Aim of the exercise: Repeat the data below with no changes.
*** Data provided Section Begins ***
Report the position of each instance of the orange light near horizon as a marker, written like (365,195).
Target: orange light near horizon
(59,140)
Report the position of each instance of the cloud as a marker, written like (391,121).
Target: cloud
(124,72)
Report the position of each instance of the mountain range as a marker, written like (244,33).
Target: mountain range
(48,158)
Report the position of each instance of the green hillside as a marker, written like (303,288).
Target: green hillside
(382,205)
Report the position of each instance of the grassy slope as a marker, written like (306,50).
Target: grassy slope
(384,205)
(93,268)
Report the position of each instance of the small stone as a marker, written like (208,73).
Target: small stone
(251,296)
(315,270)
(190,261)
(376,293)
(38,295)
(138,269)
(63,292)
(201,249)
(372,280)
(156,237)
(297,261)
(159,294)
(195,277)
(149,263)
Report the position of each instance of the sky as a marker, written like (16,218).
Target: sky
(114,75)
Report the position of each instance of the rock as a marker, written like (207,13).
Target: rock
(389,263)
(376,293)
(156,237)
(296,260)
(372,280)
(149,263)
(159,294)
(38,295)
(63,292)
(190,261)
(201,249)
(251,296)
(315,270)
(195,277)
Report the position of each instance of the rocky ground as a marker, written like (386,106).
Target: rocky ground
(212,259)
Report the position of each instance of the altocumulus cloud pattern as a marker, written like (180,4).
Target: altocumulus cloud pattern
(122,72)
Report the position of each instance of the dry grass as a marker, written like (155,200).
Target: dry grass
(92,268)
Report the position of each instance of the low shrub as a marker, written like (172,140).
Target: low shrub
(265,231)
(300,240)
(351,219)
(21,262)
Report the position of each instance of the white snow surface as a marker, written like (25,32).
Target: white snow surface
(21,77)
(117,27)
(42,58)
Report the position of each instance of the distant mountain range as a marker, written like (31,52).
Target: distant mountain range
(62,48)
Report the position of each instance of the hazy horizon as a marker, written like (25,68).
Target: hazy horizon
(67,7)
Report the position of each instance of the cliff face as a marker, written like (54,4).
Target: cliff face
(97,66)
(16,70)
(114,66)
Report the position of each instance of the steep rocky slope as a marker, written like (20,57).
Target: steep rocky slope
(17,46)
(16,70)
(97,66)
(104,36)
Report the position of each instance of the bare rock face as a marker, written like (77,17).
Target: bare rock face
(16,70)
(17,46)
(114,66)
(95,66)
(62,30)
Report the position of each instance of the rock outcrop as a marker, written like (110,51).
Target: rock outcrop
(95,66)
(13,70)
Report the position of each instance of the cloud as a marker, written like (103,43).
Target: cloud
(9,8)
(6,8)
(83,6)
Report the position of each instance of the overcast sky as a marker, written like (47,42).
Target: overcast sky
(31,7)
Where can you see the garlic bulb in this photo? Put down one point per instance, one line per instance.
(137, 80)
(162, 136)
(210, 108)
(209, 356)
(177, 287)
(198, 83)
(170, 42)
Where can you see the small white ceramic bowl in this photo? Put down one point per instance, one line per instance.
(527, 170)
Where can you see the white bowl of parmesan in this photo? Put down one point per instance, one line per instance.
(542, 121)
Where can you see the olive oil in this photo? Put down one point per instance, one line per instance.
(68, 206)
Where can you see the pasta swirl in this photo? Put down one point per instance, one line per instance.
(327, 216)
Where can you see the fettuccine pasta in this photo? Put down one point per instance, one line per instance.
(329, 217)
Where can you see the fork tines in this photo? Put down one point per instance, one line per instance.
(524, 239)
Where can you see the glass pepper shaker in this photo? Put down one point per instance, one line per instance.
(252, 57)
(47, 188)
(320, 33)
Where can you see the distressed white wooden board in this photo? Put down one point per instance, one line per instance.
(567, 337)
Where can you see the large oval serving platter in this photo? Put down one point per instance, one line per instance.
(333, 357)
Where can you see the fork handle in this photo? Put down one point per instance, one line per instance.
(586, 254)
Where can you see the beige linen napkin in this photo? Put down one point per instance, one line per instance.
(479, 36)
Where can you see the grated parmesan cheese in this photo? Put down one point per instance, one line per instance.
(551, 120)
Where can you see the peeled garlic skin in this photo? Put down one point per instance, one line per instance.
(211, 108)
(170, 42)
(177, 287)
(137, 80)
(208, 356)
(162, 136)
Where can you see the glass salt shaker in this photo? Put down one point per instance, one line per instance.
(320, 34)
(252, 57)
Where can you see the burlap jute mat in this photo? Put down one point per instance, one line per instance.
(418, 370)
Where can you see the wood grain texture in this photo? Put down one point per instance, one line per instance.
*** Data provided Section Ends ***
Response below:
Report the position of each instance of the orange light near horizon as a marker, written like (365,195).
Target: orange light near horizon
(59,140)
Report the position of each instance of the cloud as a marker, written like (391,121).
Target: cloud
(124,72)
Report the position of each instance of the mountain range as a marker, written like (244,33).
Target: mountain range
(48,158)
Report the position of each instance of the green hillside as a marker, written like (303,288).
Target: green hillside
(382,205)
Report the position of each instance of the grassy slope as a marker, written like (306,50).
Target: grassy slope
(384,205)
(93,268)
Report the position of each instance of the small stone as a marker, written like (208,73).
Target: small stone
(251,296)
(315,270)
(190,261)
(376,293)
(38,295)
(138,269)
(63,292)
(201,249)
(372,280)
(156,237)
(297,261)
(159,294)
(195,277)
(149,263)
Report the position of each instance of the sky as a marker, written like (16,218).
Target: sky
(114,75)
Report the position of each instance of the rock as a marker, written like (207,13).
Target: rock
(389,263)
(376,293)
(156,237)
(296,260)
(372,280)
(149,263)
(159,294)
(38,295)
(63,292)
(190,261)
(201,249)
(251,296)
(315,270)
(195,277)
Report the position of each instance of the rocky ground as a marker, written like (386,106).
Target: rocky ground
(212,259)
Report the position of each instance of the altocumulus cloud pattern as a marker, written like (180,4).
Target: altocumulus cloud pattern
(122,72)
Report the position of each instance of the dry grass as a marker, written like (155,200).
Target: dry grass
(92,268)
Report the position of each instance of the low shrub as a marker, written like (172,140).
Target: low shrub
(265,231)
(300,240)
(351,219)
(21,262)
Report the position of each instance of the white snow surface as a marker, written like (25,32).
Target: white snow surface
(21,77)
(117,27)
(42,58)
Report the position of each instance of the distant mountain range as a marker, written like (31,52).
Target: distant mountain range
(62,48)
Report the position of each instance of the hazy horizon as a marker, written like (25,68).
Target: hazy horizon
(67,7)
Report the position of each instance of the cliff face as a marker, written like (54,4).
Target: cliff face
(97,66)
(16,70)
(114,66)
Report the position of each instance of the steep rocky slope as a marker, written like (20,57).
Target: steep rocky slope
(17,46)
(16,70)
(97,66)
(104,36)
Report the position of each instance of the bare rock face as a marker, written like (77,17).
Target: bare rock face
(16,70)
(17,46)
(114,66)
(95,66)
(62,30)
Report the position of each instance of the rock outcrop as a marker, written like (110,51).
Target: rock outcrop
(95,66)
(13,70)
Report the position of each instance of the cloud as a marker, written like (103,43).
Target: cloud
(9,8)
(6,8)
(83,6)
Report the position of each instance of the overcast sky as a marker, written like (47,42).
Target: overcast sky
(31,7)
Where can you see the garlic bulb in this photo? Put down one point per instance, one line per instance.
(137, 80)
(162, 136)
(210, 108)
(209, 356)
(177, 287)
(198, 83)
(170, 42)
Where can you see the small white ceramic bowl in this photo? Put down one point per instance, one line per instance.
(527, 170)
Where can you see the white bowl of parmesan in this photo? Put down one point per instance, one line per instance.
(542, 121)
Where can you see the olive oil in this photo? Put down one point per instance, one line per instance.
(68, 206)
Where can you see the pasta swirl in this photo? Put down one point per instance, one line per instance.
(327, 216)
Where can you see the fettuccine pasta in this photo? Put down one point per instance, one line per instance.
(329, 217)
Where can you see the fork tines in this photo? Put down one point per instance, one line per instance.
(524, 239)
Where can you see the glass pepper shaker in this photo? Put down one point per instance, one line per instance.
(252, 57)
(47, 188)
(320, 33)
Where can you see the distressed white wooden board in this photo? Put down one point per instance, one line per instance.
(567, 337)
Where can you see the large oval serving platter in this photo? Put down one point per instance, one line per instance.
(333, 357)
Where can you see the fork handle in this photo? Put down one point per instance, one line per instance.
(586, 254)
Where can you see the beige linen napkin in this photo? Put down one point per instance, one line per instance.
(479, 36)
Where can you see the grated parmesan cheese in this photo? Put down one point per instance, one line per instance.
(551, 120)
Where can you see the peeled garlic skin in this photo? Put down one point per instance, one line per instance.
(211, 108)
(170, 42)
(177, 287)
(137, 80)
(208, 356)
(162, 136)
Where can you see the glass salt shaker in this photo? Put down one point per instance, one line per instance.
(320, 34)
(252, 57)
Where can you see the burlap jute mat in this photo? Put down one point per instance, one line per instance.
(418, 370)
Where can you see the wood grain texture in this photo? Put down one point per instance, one line per instance.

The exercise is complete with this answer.